- YOUR TASK: Extract all of the data below word for word, reproducing every line without any change.

# # # # #

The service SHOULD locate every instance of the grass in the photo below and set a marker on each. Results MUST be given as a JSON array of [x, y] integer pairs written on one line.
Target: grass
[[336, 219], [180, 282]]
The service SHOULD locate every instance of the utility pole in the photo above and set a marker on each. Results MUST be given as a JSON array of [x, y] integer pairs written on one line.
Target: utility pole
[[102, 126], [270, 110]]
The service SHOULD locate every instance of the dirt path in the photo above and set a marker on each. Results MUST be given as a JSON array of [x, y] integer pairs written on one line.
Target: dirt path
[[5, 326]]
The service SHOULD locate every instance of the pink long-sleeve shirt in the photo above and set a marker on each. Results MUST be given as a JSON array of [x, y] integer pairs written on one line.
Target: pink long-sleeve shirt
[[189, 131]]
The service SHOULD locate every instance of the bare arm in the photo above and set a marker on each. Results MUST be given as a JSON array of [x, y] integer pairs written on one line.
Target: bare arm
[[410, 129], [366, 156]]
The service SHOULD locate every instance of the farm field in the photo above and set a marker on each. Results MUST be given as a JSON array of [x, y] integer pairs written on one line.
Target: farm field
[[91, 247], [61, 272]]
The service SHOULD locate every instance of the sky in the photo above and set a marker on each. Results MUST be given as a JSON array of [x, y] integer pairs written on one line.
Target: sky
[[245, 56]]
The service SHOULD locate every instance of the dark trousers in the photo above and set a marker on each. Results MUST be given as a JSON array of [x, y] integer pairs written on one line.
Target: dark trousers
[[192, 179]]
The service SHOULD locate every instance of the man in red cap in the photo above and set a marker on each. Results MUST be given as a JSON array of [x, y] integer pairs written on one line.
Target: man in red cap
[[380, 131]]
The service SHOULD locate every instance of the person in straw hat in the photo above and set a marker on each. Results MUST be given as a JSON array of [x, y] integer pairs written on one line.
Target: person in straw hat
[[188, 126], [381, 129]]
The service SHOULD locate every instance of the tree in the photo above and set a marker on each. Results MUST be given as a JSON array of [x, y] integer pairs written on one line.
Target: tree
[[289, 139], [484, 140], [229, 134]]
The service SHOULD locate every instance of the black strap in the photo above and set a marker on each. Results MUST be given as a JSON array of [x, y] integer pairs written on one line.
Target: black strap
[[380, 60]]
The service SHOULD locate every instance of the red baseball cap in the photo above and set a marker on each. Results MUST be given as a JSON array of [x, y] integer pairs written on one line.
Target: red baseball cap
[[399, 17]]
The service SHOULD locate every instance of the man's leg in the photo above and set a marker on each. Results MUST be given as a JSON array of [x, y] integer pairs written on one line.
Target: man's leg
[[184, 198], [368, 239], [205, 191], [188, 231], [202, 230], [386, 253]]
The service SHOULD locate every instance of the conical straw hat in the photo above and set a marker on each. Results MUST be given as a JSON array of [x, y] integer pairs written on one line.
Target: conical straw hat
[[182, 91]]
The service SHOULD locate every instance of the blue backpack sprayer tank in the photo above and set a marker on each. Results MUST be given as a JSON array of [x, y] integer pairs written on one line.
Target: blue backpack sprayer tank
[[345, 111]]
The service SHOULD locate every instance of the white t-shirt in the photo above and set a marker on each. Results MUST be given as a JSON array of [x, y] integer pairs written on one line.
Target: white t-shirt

# # # # #

- COMPLETED TASK:
The service SHOULD locate every instance of the grass in the photo below and set a marker on each. Results MUST be given as a JSON array of [x, y] integer pairs written on one line.
Target: grass
[[336, 219], [180, 282]]
The service SHOULD locate every instance of the utility pole in the photo above and set a marker on each. Results MUST be given as a JSON array of [x, y] integer pairs written on one line.
Target: utility pole
[[102, 126], [270, 110]]
The service SHOULD locate every instance of the dirt path in the photo above and set a marker on each. Results MUST be given as a JSON array of [x, y] integer pairs written on one line.
Target: dirt path
[[5, 326]]
The service SHOULD locate every instance of the pink long-sleeve shirt in the photo above and set a marker on each. Results MUST be given as a JSON array of [x, y] integer pairs written on one line.
Target: pink long-sleeve shirt
[[189, 131]]
The service SHOULD locate every instance of the bare arm in the photo above and set a marker on each. Results MUST be given as a JSON array of [x, y] integer pairs written on one line.
Target: bare arm
[[410, 129], [366, 156]]
The service SHOULD locate every instance of the farm field in the photo above and set a marker on each. Results MUST be given as a JSON array of [x, y] integer pairs written on one line.
Target: farm field
[[91, 247], [61, 272]]
The service SHOULD locate every instance of the sky in the photo above and set a marker on each. Results MUST be given as a JSON array of [x, y] integer pairs written on one line.
Target: sky
[[245, 56]]
The service SHOULD locate every instance of the dark trousers in the photo above and set a marker on each. Results MUST be given as a JSON array of [x, y] integer pairs written on one line.
Target: dark trousers
[[192, 179]]
The service SHOULD locate every instance of the man in red cap in the photo above and set a marker on each. Results MUST be given as a JSON array of [x, y] integer pairs written on one line.
Target: man in red cap
[[380, 131]]
The service SHOULD locate every instance of the person in straw hat in the photo above and set a marker on each. Results MUST be given as a JSON array of [x, y] integer pairs written on one line.
Target: person in straw hat
[[188, 126], [381, 129]]
The service SHOULD locate every instance of the tree in the photo above and set a marker on each. Results MUST be given as a JSON array of [x, y] integer pairs written on one line.
Target: tree
[[289, 139], [484, 140], [229, 134]]
The service SHOULD locate every instance of the black strap in the photo above and set a marker on each. Results MUST be given as a JSON array of [x, y] integer pairs written on one line.
Target: black strap
[[380, 60]]
The service SHOULD locate every instance of the red baseball cap in the photo above and set a marker on each. Results MUST be given as a JSON array of [x, y] integer pairs written on one line.
Target: red baseball cap
[[399, 17]]
The service SHOULD locate every instance of the man's leg in the photo above and set a marker on each. Results MUST be given as a JSON array of [x, y] integer pairs written on one line.
Target: man's leg
[[184, 198], [368, 239], [205, 191], [188, 231], [202, 230], [386, 253]]
The service SHOULD locate every instance of the conical straw hat in the photo above and set a marker on each. Results MUST be given as a JSON array of [x, y] integer pairs written on one line.
Target: conical straw hat
[[182, 91]]
The service SHOULD locate every instance of the blue backpack sprayer tank in the photo above and set a marker on each. Results MUST be given as a JSON array of [x, y] integer pairs written on one line.
Target: blue backpack sprayer tank
[[345, 111]]
The service SHOULD locate every instance of the white t-shirt in the photo above and set a marker on each. Results MUST be given as a JSON array of [x, y] integer pairs written on one line.
Target: white t-shirt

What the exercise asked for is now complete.